EXCERPTED TEXT =>
========================================
ABOUT SITES THAT SHARE
(the Worst Offender revealed!)
E-mail addresses
Obviously these are required to set up accounts for shopping or online services. Unfortunately, some businesses may share your address. It is hard to tell in advance which ones are going to do this.
Sometimes you see a little box at the bottom of the page in the signup process that says something like:And often, the box is pre-checked! Always scroll to be bottom of every page to catch these.
Sites that collect your email address "usually" do not intend for the result to be that your address gets added to an uncontrolled spam list, but if they share your address with several affiliates, and these in turn share, it may reach a point where your address is in the hands of someone who has no relationship with you.
Credit cards too!
Beware if you are asked to pay only for something like age verification. Not only will the site you wanted turn out to be broken or non-existent beyond the come-on pages, your credit card number may have been stolen! Many victims are embarrassed to report the theft when charges first come in, because they don't want to admit where they were browsing.
Big & small...
You cannot be sure about anybody, until you have done business with them for years and gotton no spam. I strongly suspect some major companies of selling your email address. I cannot prove it, so I won't say which ones, but they provide free web services that nearly everybody in the world is signed up for.
Shopping site, web hosting providers...
Just about any kind of site is liable to do this. Privacy policies are so long most people do not read them. And if you do, so what? It just says that if you want our service, you have to tolerate whatever we do with your personal information!
========================================
PROVIDED MATERIAL =>
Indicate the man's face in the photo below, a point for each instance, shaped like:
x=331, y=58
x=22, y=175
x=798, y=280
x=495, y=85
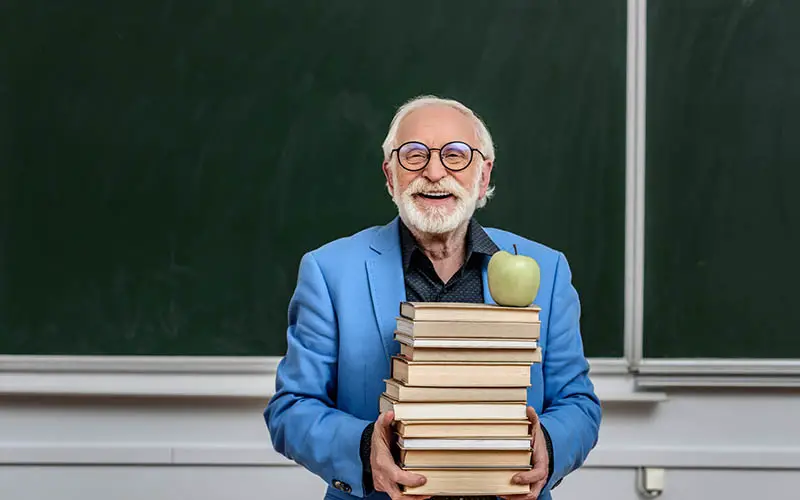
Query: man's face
x=436, y=199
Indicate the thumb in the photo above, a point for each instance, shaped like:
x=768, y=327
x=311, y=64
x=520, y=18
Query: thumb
x=385, y=420
x=532, y=416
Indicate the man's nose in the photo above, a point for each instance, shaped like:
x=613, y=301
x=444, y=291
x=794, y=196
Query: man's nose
x=435, y=169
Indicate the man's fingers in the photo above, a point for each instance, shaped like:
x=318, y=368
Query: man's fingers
x=529, y=477
x=406, y=478
x=533, y=418
x=537, y=488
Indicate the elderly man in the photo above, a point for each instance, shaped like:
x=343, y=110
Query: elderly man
x=438, y=158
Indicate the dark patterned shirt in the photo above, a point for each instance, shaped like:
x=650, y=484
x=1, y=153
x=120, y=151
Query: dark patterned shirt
x=424, y=285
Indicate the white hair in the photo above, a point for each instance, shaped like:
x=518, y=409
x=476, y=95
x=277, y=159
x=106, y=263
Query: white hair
x=485, y=143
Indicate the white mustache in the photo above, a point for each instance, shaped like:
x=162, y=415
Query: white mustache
x=445, y=185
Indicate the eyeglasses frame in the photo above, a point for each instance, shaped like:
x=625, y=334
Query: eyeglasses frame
x=439, y=151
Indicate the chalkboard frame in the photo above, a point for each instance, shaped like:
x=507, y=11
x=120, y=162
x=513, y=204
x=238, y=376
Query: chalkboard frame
x=254, y=376
x=666, y=372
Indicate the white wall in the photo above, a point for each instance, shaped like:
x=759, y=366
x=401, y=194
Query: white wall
x=714, y=443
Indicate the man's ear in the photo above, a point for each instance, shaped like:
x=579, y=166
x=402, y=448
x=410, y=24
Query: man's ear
x=486, y=177
x=387, y=172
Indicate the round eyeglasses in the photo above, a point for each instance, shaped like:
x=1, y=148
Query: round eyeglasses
x=455, y=156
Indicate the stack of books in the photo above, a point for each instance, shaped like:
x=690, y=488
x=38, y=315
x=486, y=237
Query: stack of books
x=459, y=393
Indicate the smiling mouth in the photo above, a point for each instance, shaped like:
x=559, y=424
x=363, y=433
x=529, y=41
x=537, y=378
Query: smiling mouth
x=435, y=196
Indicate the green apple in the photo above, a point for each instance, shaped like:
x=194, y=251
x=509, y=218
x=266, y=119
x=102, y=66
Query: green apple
x=513, y=278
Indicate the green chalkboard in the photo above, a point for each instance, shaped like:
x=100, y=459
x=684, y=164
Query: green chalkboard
x=723, y=169
x=166, y=164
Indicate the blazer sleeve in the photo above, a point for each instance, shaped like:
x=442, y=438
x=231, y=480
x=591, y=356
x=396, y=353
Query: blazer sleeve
x=571, y=411
x=303, y=422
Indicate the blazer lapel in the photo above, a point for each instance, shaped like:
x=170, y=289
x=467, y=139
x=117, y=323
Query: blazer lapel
x=386, y=283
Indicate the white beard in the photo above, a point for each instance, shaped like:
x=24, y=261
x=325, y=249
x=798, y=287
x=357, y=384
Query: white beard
x=436, y=220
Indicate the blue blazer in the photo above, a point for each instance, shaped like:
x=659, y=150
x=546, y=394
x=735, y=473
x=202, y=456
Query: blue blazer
x=340, y=340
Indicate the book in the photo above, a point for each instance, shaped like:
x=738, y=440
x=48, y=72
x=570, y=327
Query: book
x=467, y=329
x=465, y=312
x=452, y=411
x=401, y=392
x=463, y=428
x=449, y=354
x=473, y=343
x=464, y=458
x=460, y=374
x=464, y=444
x=467, y=481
========================================
TASK TO CARRY OUT => Write out the full text on sites that share email addresses, word for word from its header to its final sentence, with no changes.

ANSWER TO THE PROBLEM =>
ABOUT SITES THAT SHARE
(the Worst Offender revealed!)
E-mail addresses
Obviously these are required to set up accounts for shopping or online services. Unfortunately, some businesses may share your address. It is hard to tell in advance which ones are going to do this.
Sometimes you see a little box at the bottom of the page in the signup process that says something like:And often, the box is pre-checked! Always scroll to be bottom of every page to catch these.
Sites that collect your email address "usually" do not intend for the result to be that your address gets added to an uncontrolled spam list, but if they share your address with several affiliates, and these in turn share, it may reach a point where your address is in the hands of someone who has no relationship with you.
Credit cards too!
Beware if you are asked to pay only for something like age verification. Not only will the site you wanted turn out to be broken or non-existent beyond the come-on pages, your credit card number may have been stolen! Many victims are embarrassed to report the theft when charges first come in, because they don't want to admit where they were browsing.
Big & small...
You cannot be sure about anybody, until you have done business with them for years and gotton no spam. I strongly suspect some major companies of selling your email address. I cannot prove it, so I won't say which ones, but they provide free web services that nearly everybody in the world is signed up for.
Shopping site, web hosting providers...
Just about any kind of site is liable to do this. Privacy policies are so long most people do not read them. And if you do, so what? It just says that if you want our service, you have to tolerate whatever we do with your personal information!